■ AIM OF THE EXERCISE ■
Each entry that follows must be output without any deviation.
** START OF STORED ROWS **
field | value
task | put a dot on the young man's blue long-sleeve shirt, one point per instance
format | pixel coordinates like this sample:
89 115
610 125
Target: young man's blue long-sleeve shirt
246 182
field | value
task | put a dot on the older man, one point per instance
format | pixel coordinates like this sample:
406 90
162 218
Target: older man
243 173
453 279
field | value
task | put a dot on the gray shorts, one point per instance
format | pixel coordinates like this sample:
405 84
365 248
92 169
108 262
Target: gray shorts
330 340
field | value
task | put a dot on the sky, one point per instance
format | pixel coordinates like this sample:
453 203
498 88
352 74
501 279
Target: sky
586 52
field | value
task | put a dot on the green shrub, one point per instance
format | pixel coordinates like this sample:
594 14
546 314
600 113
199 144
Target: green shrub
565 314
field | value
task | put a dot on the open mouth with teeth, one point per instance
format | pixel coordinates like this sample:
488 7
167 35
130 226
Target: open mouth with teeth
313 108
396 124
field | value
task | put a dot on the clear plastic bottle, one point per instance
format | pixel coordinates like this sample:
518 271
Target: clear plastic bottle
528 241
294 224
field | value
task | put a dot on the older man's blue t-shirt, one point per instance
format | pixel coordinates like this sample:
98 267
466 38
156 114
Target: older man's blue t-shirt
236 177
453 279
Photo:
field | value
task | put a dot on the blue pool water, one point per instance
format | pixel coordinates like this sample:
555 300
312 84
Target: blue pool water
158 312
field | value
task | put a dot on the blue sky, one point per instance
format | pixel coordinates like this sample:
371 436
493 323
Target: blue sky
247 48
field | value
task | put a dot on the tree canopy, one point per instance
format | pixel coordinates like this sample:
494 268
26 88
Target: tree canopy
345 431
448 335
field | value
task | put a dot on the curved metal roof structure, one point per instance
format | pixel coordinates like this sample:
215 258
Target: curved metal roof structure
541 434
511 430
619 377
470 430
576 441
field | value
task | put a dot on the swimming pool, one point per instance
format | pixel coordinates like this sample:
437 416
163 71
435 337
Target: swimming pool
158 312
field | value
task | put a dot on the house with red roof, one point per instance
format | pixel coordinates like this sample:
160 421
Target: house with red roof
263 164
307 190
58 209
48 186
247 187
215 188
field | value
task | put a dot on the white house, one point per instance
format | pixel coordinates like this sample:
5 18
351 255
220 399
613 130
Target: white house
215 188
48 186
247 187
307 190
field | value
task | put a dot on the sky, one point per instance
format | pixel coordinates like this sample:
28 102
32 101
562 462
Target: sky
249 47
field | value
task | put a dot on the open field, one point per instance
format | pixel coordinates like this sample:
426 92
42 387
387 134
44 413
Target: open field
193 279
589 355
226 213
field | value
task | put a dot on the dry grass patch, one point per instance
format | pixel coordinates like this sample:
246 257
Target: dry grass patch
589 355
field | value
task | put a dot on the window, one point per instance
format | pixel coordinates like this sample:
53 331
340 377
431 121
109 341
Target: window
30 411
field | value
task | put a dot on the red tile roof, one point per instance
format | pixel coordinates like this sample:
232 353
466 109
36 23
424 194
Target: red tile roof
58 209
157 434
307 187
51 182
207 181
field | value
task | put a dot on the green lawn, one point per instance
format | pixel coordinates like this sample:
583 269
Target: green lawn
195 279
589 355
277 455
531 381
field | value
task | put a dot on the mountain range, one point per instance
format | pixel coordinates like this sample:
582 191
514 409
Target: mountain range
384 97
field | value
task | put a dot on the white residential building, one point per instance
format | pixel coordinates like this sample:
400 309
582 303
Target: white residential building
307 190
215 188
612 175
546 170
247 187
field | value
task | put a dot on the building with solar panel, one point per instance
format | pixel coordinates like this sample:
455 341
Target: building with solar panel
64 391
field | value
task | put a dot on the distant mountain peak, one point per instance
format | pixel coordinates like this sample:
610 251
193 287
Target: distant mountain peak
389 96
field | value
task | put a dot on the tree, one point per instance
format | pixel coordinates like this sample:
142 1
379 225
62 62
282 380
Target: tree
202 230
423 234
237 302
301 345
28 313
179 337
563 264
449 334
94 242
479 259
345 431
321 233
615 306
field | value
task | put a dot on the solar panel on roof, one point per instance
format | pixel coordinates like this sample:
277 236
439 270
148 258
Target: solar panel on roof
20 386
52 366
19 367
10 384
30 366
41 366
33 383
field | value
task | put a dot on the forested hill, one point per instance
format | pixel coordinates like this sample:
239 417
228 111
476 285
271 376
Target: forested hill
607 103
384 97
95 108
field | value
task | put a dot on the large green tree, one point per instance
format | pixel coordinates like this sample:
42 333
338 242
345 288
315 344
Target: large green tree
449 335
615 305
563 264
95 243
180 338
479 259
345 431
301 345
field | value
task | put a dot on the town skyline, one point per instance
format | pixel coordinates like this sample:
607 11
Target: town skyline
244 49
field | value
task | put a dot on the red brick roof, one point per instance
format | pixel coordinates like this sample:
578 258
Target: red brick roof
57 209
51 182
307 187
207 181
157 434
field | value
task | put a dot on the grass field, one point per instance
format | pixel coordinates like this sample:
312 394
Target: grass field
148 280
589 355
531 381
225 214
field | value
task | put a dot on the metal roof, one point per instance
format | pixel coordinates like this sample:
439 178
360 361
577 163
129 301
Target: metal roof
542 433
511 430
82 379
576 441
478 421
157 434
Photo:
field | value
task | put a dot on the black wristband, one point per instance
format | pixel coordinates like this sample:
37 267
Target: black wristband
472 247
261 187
** END OF STORED ROWS **
■ EXPECTED OUTPUT ■
field | value
task | put a dot on the young man's blue long-sleeve shirt, one point per instance
format | pixel coordinates like this sample:
89 115
610 125
Target: young man's blue long-sleeve shirt
246 182
field | value
task | put a dot on the older man, one point per instance
format | pixel coordinates like this sample:
406 90
162 218
Target: older man
243 173
453 279
field | value
task | put a dot on the gray shorts, one point per instance
format | pixel coordinates like this sample:
405 84
365 248
92 169
108 262
Target: gray shorts
330 340
field | value
task | put a dot on the sky, one point per instance
format | pixel coordinates like this sample:
453 203
498 88
352 74
501 279
Target: sky
586 52
field | value
task | put a dot on the green shrub, one point per instance
format | pixel coordinates like this sample:
594 14
546 314
600 113
199 144
Target: green shrub
565 314
field | value
task | put a dot on the open mouth with teeth, one point per instance
format | pixel coordinates like this sample:
488 7
167 35
130 226
Target: open mouth with teeth
313 108
396 124
field | value
task | put a dot on the clear plastic bottle, one point per instance
format | pixel coordinates like this sample:
518 271
Target: clear plastic bottle
528 241
294 224
field | value
task | put a dot on the older man's blue t-shirt, one point per instance
format | pixel coordinates like this sample:
98 267
466 38
156 114
Target: older man's blue t-shirt
236 177
453 279
Photo:
field | value
task | put a dot on the blue pool water, one point per instance
format | pixel coordinates like this sample:
555 300
312 84
Target: blue pool water
158 312
field | value
task | put a dot on the blue sky, one point per instance
format | pixel coordinates like this sample:
371 436
493 323
Target: blue sky
247 48
field | value
task | put a dot on the tree canopy, one point per instance
format | pixel coordinates like this sample:
494 268
26 88
Target: tree canopy
345 431
448 335
field | value
task | put a dot on the curved metal roof structure, one point per instance
format | pixel coordinates like this sample:
215 258
Target: curved metal roof structure
541 434
511 430
619 377
470 430
576 441
field | value
task | put a dot on the swimming pool, one point per instance
format | pixel coordinates like this sample:
437 416
163 71
435 337
Target: swimming pool
158 312
field | value
task | put a dot on the house with red roof, one point per instance
format | pixel coordinates like this sample:
160 421
Target: house with red roof
263 164
307 190
58 209
48 186
247 187
215 188
field | value
task | put a dot on the white house, one point per instance
format | pixel coordinates like this sample:
5 18
351 255
220 399
613 130
Target: white house
215 188
48 186
247 187
307 190
field | value
task | put a dot on the sky, one point per instance
format | pixel coordinates like this sample:
28 102
32 101
562 462
Target: sky
249 47
field | value
task | put a dot on the open field, one point per instance
format | pixel coordinates like this sample:
426 92
42 387
387 134
44 413
Target: open field
193 279
589 355
226 213
field | value
task | put a dot on the dry grass patch, one point per instance
format | pixel coordinates like this sample:
246 257
Target: dry grass patch
589 355
field | value
task | put a dot on the window, one point per instance
format | pixel coordinates like this sample:
53 331
340 377
431 121
109 341
Target: window
30 411
field | value
task | put a dot on the red tile roof, one point per instance
format | pixel coordinates like this sample:
232 353
466 109
36 23
424 194
Target: red tile roof
58 209
157 434
307 187
51 182
207 181
field | value
task | put a dot on the green lawn, one point per instance
format | pixel coordinates like this sample:
583 269
Target: green lawn
195 279
589 355
277 455
531 381
field | value
task | put a dot on the mountain range, one point per instance
format | pixel coordinates like this sample:
582 191
514 409
Target: mountain range
384 97
field | value
task | put a dot on the white residential building, one point per instance
format | pixel coordinates like this sample:
400 309
582 303
Target: white residential building
307 190
215 188
612 175
546 170
247 187
field | value
task | put a dot on the building with solar panel, one point per instance
format | pixel coordinates like this sample:
455 341
Target: building with solar panel
64 391
field | value
task | put a dot on the distant mountain peak, one point per instance
format | pixel coordinates like this sample:
610 251
193 287
Target: distant mountain peak
389 96
field | value
task | put a dot on the tree, one point per instance
format | pixel coordinates like this sample:
142 1
379 225
62 62
282 380
Target: tree
202 230
423 234
237 302
301 345
28 313
179 337
563 264
449 334
94 242
479 259
345 431
321 233
615 306
field | value
task | put a dot on the solar panel on roof, one point per instance
format | pixel coordinates like this sample:
277 236
439 270
148 258
Target: solar panel on roof
20 386
52 366
19 367
10 384
30 366
41 366
33 383
field | value
task | put a dot on the forested hill, one point per instance
format | pixel coordinates like this sample:
239 417
228 111
476 285
271 376
Target: forested hill
607 103
384 97
95 108
field | value
task | put a dot on the large green tree, one point per instance
format | pixel coordinates like this sample:
42 333
338 242
345 288
315 344
Target: large green tree
449 335
615 305
563 264
95 243
180 338
479 259
345 431
301 345
field | value
task | put a dot on the town skyline, one point per instance
format | pixel coordinates like this sample:
607 11
Target: town skyline
244 49
field | value
task | put a dot on the red brick roof, one point per instance
format | pixel coordinates like this sample:
578 258
Target: red brick roof
57 209
51 182
307 187
207 181
157 434
field | value
task | put a dot on the grass field, one point per instance
format | pixel coordinates like this sample:
312 394
Target: grass field
148 280
589 355
531 381
225 214
field | value
task | put a dot on the metal roof, one point per instance
format | pixel coordinates like this sample:
439 178
360 361
577 163
129 301
Target: metal roof
542 433
511 430
82 379
576 441
478 421
157 434
Photo:
field | value
task | put a dot on the black wristband, one point per instance
format | pixel coordinates like this sample:
37 267
Target: black wristband
472 247
261 187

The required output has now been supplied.